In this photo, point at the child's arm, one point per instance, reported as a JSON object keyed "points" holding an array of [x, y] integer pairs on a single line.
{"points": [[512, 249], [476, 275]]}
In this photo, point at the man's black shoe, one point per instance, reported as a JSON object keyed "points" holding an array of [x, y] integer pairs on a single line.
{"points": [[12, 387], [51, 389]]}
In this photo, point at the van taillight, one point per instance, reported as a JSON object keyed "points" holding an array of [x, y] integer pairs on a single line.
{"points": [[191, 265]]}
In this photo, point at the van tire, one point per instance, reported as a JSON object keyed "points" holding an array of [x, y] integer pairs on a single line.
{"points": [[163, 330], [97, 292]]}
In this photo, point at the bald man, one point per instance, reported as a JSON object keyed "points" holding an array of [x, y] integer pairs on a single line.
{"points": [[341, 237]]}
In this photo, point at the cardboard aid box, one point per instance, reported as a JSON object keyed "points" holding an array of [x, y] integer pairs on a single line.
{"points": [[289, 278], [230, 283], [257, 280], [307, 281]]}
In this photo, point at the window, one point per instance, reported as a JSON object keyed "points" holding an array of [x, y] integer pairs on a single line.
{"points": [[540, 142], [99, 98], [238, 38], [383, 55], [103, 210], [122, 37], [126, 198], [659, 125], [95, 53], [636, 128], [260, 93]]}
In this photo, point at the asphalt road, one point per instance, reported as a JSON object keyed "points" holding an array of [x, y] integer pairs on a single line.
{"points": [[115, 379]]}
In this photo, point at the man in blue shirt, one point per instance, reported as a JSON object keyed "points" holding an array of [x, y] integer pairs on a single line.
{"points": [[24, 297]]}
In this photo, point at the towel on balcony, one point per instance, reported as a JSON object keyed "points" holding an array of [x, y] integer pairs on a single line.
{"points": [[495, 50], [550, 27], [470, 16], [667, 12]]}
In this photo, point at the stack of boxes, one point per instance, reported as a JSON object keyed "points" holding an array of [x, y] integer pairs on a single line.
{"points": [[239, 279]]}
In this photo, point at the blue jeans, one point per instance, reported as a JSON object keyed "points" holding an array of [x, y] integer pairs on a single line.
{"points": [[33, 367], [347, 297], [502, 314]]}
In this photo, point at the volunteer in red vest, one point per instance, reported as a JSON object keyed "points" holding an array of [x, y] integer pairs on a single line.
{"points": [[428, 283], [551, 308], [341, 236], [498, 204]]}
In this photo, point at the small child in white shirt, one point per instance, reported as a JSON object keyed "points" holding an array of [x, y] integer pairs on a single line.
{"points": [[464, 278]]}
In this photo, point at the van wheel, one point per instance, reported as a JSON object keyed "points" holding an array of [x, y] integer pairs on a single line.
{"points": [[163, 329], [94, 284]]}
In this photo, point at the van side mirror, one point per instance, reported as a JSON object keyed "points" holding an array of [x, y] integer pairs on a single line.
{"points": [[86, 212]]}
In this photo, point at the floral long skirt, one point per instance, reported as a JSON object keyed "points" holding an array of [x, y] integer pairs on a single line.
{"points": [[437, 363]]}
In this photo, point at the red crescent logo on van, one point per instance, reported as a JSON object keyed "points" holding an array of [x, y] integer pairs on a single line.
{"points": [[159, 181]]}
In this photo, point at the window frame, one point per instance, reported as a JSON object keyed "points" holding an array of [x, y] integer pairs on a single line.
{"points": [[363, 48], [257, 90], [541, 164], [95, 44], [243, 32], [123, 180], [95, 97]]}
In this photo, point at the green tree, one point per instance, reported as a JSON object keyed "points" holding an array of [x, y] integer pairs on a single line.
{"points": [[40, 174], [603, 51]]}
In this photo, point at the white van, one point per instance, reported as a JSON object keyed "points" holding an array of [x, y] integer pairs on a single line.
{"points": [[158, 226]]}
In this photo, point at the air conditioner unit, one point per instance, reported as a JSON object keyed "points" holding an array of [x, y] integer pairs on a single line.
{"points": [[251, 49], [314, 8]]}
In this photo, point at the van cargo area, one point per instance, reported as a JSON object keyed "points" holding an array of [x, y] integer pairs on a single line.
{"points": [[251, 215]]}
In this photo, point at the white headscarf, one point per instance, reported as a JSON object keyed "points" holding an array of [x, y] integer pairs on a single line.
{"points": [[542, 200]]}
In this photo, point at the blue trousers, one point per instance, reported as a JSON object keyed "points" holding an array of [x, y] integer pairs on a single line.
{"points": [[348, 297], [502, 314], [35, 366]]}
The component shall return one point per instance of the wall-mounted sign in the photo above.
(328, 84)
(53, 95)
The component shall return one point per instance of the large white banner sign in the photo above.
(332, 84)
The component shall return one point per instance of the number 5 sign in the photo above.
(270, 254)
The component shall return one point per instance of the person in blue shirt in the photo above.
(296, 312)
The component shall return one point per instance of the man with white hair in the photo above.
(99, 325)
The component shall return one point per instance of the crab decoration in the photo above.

Task goal:
Each line from the one containing "The component shall return one point per instance of the large" through the last line of the entries is to be copied exactly, with no other lines added.

Result of the task:
The component shall return one point per instance of the large white banner sign in the photo above.
(332, 84)
The component shall return one point per instance of the number 5 sign in the photo above.
(270, 254)
The component shall return one point per instance of the person in blue shirt in the photo above.
(296, 312)
The component shall return one point per instance of the man with white hair in the photo above.
(99, 325)
The component shall return one point per instance of the crab decoration in the photo above.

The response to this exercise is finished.